▶ [WORK TO BE COMPLETED]:
Write out the records that appear below, verbatim and complete, but without pictures.

─── DATASET EXCERPTS ───

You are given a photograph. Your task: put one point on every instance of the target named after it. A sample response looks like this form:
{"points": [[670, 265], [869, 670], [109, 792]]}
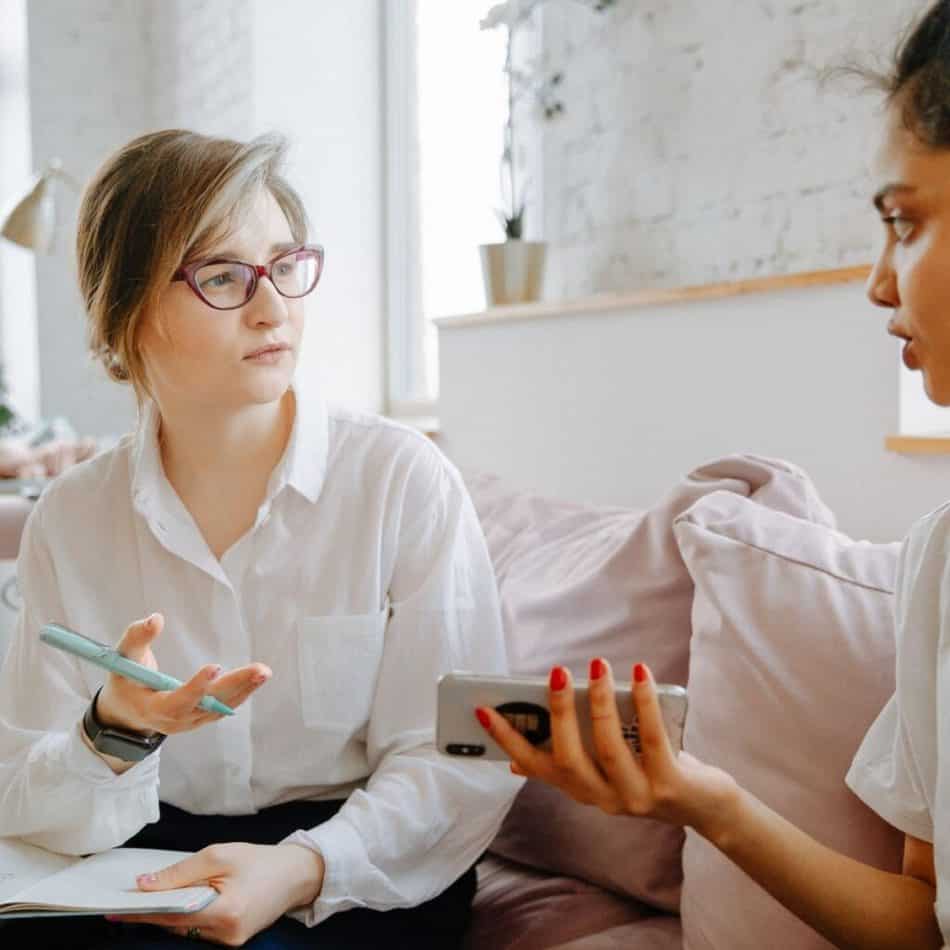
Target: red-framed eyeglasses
{"points": [[226, 284]]}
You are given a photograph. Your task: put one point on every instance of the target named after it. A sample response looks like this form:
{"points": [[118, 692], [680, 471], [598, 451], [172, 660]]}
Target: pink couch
{"points": [[736, 584]]}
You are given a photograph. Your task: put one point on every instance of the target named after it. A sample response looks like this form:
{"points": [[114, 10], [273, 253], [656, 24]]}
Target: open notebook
{"points": [[38, 883]]}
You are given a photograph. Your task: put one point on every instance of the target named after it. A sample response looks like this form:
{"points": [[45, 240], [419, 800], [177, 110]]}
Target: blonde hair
{"points": [[153, 205]]}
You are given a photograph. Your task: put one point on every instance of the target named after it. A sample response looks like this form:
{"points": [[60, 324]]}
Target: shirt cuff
{"points": [[342, 850], [87, 764], [867, 785]]}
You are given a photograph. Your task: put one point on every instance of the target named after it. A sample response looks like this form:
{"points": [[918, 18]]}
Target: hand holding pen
{"points": [[124, 704]]}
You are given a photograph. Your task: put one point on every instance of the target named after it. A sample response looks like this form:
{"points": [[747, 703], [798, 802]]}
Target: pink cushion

───

▶ [SOLUTION TO THE EXERCISE]:
You are given a photograph. Your task: put one point on every instance of the target named after it. A sample response looks like this form:
{"points": [[670, 265], [869, 670], [109, 792]]}
Target: red-framed eyeglasses
{"points": [[226, 284]]}
You are given a photograph. Your task: put one point on every instance of the target named after it. A sample response looks like this form:
{"points": [[118, 692], [680, 471], [598, 451], [172, 660]]}
Target: pink couch
{"points": [[736, 584]]}
You are given a photograph. Your task: put one point on every instance of the target named after it. A sample response looks like this form:
{"points": [[114, 10], [273, 253], [656, 24]]}
Target: open notebook
{"points": [[38, 883]]}
You are given a photograph. Your task: put one point on every instance of the target named after it. A sample response looks like this form:
{"points": [[45, 240], [419, 800], [177, 110]]}
Target: blonde hair
{"points": [[153, 205]]}
You are given a photograph. Your task: put one point on every instance of the target named after it. A sample response looks like this form:
{"points": [[60, 324]]}
Target: shirt cuff
{"points": [[342, 850], [87, 764], [867, 785]]}
You are given a photograph. Your task: put one point on every instance of the target named after it. A sample response looks like this form:
{"points": [[918, 18]]}
Target: hand holding pen
{"points": [[124, 704]]}
You are given a photograph. Your task: put one point on every instance of the target named after it. A sample response looks like this form:
{"points": [[747, 703], [798, 802]]}
Target: pink cushion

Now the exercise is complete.